**TEXTE À ÉTUDIER**

═══

Aujourd’hui, les données numériques, à caractère souvent personnel, sont essentiellement collectées et exploitées par des entreprises. Leur contrôle est alors transféré à un gestionnaire qui laisse peu de maîtrise aux personnes sur l’usage qui en est fait. Demain, ces données pourraient revenir davantage entre les mains des internautes, du fait de leurs exigences plus fortes, de la réglementation et du développement de nouveaux services intégrant par construction le respect de la vie privée (privacy by design)[10].
L’appréhension des données comme levier d’action des particuliers permettrait à la fois d’instaurer des liens nouveaux avec les institutions publiques et de transformer le rôle de ces dernières. Grâce à des services personnalisés d’accès à l’information, les interactions entre les différentes composantes de notre société – personnes physiques, organisations et pouvoirs publics – seront plus simples et efficaces:
- le compte personnel d’activité[11] devrait à terme permettre aux actifs de gérer leurs droits sociaux liés à l’activité, que ce soit pour la construction de leur carrière (recherche d’emploi, acquisition de compétences) ou pour bénéficier d’un accompagnement spécifique, pour ceux qui en ont le plus besoin ;
- le Blue Button aux États-Unis ou le dossier médical partagé permettent une maîtrise par les patients de leurs données de santé, et donc un suivi partagé entre patients et praticiens – qui ne seraient plus les seuls à détenir les informations sur la santé de leurs patients. Le potentiel d’exploitation des données de santé est considérable pour améliorer, simplifier ou réduire les coûts de la médecine curative au profit d’une politique de prévention ainsi que d’un meilleur suivi des malades ;
- en matière d’éducation, des évolutions similaires pourraient être envisagées à partir des enregistrements numériques de l’activité dans le cadre scolaire, tendant à apporter des connaissances de manière plus autonome et adaptée à chacun, tout en favorisant les interactions avec les enseignants sur les points les plus difficiles, les échanges collaboratifs et le suivi des élèves en relation avec leur famille.

═══

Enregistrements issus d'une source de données
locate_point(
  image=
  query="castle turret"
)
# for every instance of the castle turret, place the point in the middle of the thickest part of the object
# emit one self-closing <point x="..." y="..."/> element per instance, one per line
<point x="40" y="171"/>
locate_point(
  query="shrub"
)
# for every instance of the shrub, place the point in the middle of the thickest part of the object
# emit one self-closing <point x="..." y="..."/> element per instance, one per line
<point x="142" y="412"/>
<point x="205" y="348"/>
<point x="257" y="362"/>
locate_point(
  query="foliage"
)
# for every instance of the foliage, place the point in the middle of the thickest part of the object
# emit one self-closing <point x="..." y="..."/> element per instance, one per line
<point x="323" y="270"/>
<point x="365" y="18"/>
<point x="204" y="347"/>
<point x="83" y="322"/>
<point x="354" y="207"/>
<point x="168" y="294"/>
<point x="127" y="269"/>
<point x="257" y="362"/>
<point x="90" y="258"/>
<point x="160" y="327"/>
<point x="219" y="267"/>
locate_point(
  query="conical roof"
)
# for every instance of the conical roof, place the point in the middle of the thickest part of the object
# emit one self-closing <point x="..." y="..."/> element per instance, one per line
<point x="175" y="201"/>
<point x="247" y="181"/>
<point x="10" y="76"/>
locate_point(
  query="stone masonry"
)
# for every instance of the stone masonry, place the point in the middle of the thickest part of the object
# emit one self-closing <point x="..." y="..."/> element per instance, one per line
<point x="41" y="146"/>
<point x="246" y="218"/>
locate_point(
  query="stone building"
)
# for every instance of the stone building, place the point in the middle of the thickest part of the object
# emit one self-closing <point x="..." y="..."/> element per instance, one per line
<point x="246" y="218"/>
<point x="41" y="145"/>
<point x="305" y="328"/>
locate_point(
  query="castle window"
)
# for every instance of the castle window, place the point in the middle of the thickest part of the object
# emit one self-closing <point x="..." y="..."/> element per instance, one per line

═══

**EXERCICES À RÉALISER**
[a] Dans le texte sur les données personnelles, quel dispositif des États-Unis est cité avec le dossier médical partagé ?
[b] Poursuivez le texte sur les données personnelles à partir de sa dernière phrase.

**RÉPONSES AUX EXERCICES**
[a] Le Blue Button.

[b]
Par ailleurs, une démocratie numérique pourrait voir le jour[12]. Les citoyens se sont déjà saisis des outils numériques pour s’exprimer et se mobiliser, que ce soit par des pétitions en ligne ou via les réseaux sociaux. Les institutions publiques pourraient utiliser ces outils en faveur d’une démocratie plus participative, leur permettant de bénéficier, comme les entreprises privées, des contributions et initiatives de la multitude[13].
Ces perspectives ne pourront se réaliser que si des gages suffisants sont fournis aux citoyens quant à l’utilisation et à la sécurité des données ainsi collectées[14].
La montée en puissance des pays européens dans le numérique est une nécessité pour imposer un cadre adapté à la circulation et à l’exploitation des données, tout en prenant en compte les principes qui s’imposent, en France et en Europe, en matière de chiffrement des échanges, de cyber-espionnage ou de liberté d’expression.